Reproduce the entries below line for line, keeping every character unchanged.
>> BEGIN SUPPLIED DATA
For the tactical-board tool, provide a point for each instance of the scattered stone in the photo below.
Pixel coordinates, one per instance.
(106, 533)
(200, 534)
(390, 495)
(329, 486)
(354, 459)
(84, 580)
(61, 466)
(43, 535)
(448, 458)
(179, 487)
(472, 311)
>> END SUPPLIED DATA
**FULL SOLUTION:**
For the tactical-board tool, provide a point for each instance of the scattered stone in the photo below.
Pixel coordinates, one per instance.
(106, 533)
(200, 534)
(390, 495)
(329, 486)
(354, 459)
(84, 580)
(61, 466)
(43, 535)
(448, 458)
(179, 487)
(472, 311)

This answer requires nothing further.